Deep learning project that parses and analyze english resumes.

The objective of this project is to use Keras and Deep Learning such as CNN and recurrent neural network to automate the task of parsing a english resume.

Overview

Parser Features

English NLP using NLTK
Extract english texts using pdfminer.six and python-docx from PDF nad DOCX
Rule-based resume parser has been implemented.

Deep Learning Features

Tkinter-based GUI tool to generate and annotate deep learning training data from pdf and docx files
Deep learning multi-class classification using recurrent and cnn networks for
- line type: classify each line of text extracted from pdf and docx file on whether it is a header, meta-data, or content
- line label classify each line of text extracted from pdf and docx file on whether it implies experience, education, etc.

The included deep learning models that classify each line in the resume files include:

cnn.py
- 1-D CNN with Word Embedding
- Multi-Channel CNN with categorical cross-entropy loss function
cnn_lstm.py
- 1-D CNN + LSTM with Word Embedding
lstm.py
- LSTM with category cross-entropy loss function
- Bi-directional LSTM/GRU with categorical cross-entropy loss function

Usage 1: Rule-based English Resume Parser

The sample code below shows how to scan all the resumes (in PDF and DOCX formats) from a [demo/data/resume_samples] folder and print out a summary from the resume parser if information extracted are available:

from keras_en_parser_and_analyzer.library.rule_based_parser import ResumeParser
from keras_en_parser_and_analyzer.library.utility.io_utils import read_pdf_and_docx


def main():
    data_dir_path = './data/resume_samples' # directory to scan for any pdf and docx files
    collected = read_pdf_and_docx(data_dir_path)
    for file_path, file_content in collected.items():

        print('parsing file: ', file_path)

        parser = ResumeParser()
        parser.parse(file_content)
        print(parser.raw) # print out the raw contents extracted from pdf or docx files

        if parser.unknown is False:
            print(parser.summary())

        print('++++++++++++++++++++++++++++++++++++++++++')

    print('count: ', len(collected))


if __name__ == '__main__':
    main()

IMPORTANT: the parser rules are implemented in the parser_rules.py. Each of these rules will be applied to every line of text in the resume file and return the target accordingly (or return None if not found in a line). As these rules are very naive implementation, you may want to customize them further based on the resumes that you are working with.

Usage 2: Deep Learning Resume Parser

Step 1: training data generation and annotation

A training data generation and annotation tool is created in the demo folder which allows resume deep learning training data to be generated from any pdf and docx files stored in the demo/data/resume_samples folder, To launch this tool, run the following command from the root directory of the project:

cd demo
python create_training_data.py

This will parse the pdf and docx files in demo/data/resume_samples folder and for each of these file launch a Tkinter-based GUI form to user to annotate individual text line in the pdf or docx file (clicking the "Type: ..." and "Label: ..." buttons multiple time to select the correct annotation for each line). On each form closing, the generated and annotated data will be saved to a text file in the demo/data/training_data folder. each line in the text file will have the following format

line_type   line_label  line_content

line_type and line_label has the following mapping to the actual class labels

line_labels = {0: 'experience', 1: 'knowledge', 2: 'education', 3: 'project', 4: 'others'}
line_types = {0: 'header', 1: 'meta', 2: 'content'}

Step 2: train the resume parser

After the training data is generated and annotated, one can train the resume parser by running the following command:

cd demo
python dl_based_parser_train.py

Below is the code for dl_based_parser_train.py:

import numpy as np
import os
import sys 


def main():
    random_state = 42
    np.random.seed(random_state)

◆ Complete the following
• 1. Translate this sentence from the resume parser project page into Spanish: "Rule-based resume parser has been implemented."
• 2. Resume the resume parser project page after its last line and carry it forward.

◆ Extracted material
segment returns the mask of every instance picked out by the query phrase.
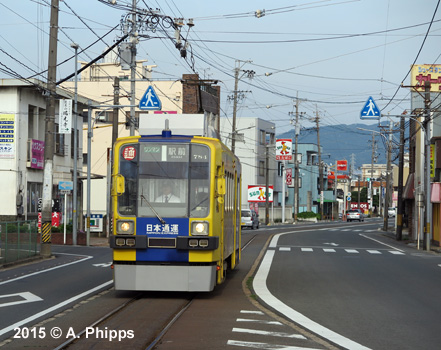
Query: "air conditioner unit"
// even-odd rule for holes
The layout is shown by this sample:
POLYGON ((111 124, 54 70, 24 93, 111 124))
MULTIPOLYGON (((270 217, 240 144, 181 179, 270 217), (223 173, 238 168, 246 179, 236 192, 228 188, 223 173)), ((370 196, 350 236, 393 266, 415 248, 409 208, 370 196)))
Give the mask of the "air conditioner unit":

◆ Results of the tasks
• 1. Se ha implementado un analizador de currículums basado en reglas.

• 2.
    current_dir = os.path.dirname(__file__)
    current_dir = current_dir if current_dir is not '' else '.'
    output_dir_path = current_dir + '/models'
    training_data_dir_path = current_dir + '/data/training_data'
    
    # add keras_en_parser_and_analyzer module to the system path
    sys.path.append(os.path.join(os.path.dirname(__file__), '..'))
    from keras_en_parser_and_analyzer.library.dl_based_parser import ResumeParser

    classifier = ResumeParser()
    batch_size = 64
    epochs = 20
    history = classifier.fit(training_data_dir_path=training_data_dir_path,
                             model_dir_path=output_dir_path,
                             batch_size=batch_size, epochs=epochs,
                             test_size=0.3,
                             random_state=random_state)


if __name__ == '__main__':
    main()

Upon completion of training, the trained models will be saved in the demo/models/line_label and demo/models/line_type folders

The default line label and line type classifier used in the deep learning ResumeParser is WordVecBidirectionalLstmSoftmax. But other classifiers can be used by adding the following line, for example:

from keras_en_parser_and_analyzer.library.dl_based_parser import ResumeParser
from keras_en_parser_and_analyzer.library.classifiers.cnn_lstm import WordVecCnnLstm

classifier = ResumeParser()
classifier.line_label_classifier = WordVecCnnLstm()
classifier.line_type_classifier = WordVecCnnLstm()
...

(Do make sure that the requirements.txt are satisfied in your python env)

Step 3: parse resumes using trained parser

After the trained models are saved in the demo/models folder, one can use the resume parser to parse the resumes in the demo/data/resume_samples by running the following command:

cd demo
python dl_based_parser_predict.py

Below is the code for dl_based_parser_predict.py:

import os
import sys 


def main():
    current_dir = os.path.dirname(__file__)
    current_dir = current_dir if current_dir is not '' else '.'
    sys.path.append(os.path.join(os.path.dirname(__file__), '..'))
    
    from keras_en_parser_and_analyzer.library.dl_based_parser import ResumeParser
    from keras_en_parser_and_analyzer.library.utility.io_utils import read_pdf_and_docx
    
    data_dir_path = current_dir + '/data/resume_samples' # directory to scan for any pdf and docx files

    def parse_resume(file_path, file_content):
        print('parsing file: ', file_path)

        parser = ResumeParser()
        parser.load_model('./models')
        parser.parse(file_content)
        print(parser.raw)  # print out the raw contents extracted from pdf or docx files

        if parser.unknown is False:
            print(parser.summary())

        print('++++++++++++++++++++++++++++++++++++++++++')

    collected = read_pdf_and_docx(data_dir_path, command_logging=True, callback=lambda index, file_path, file_content: {
        parse_resume(file_path, file_content)
    })

    print('count: ', len(collected))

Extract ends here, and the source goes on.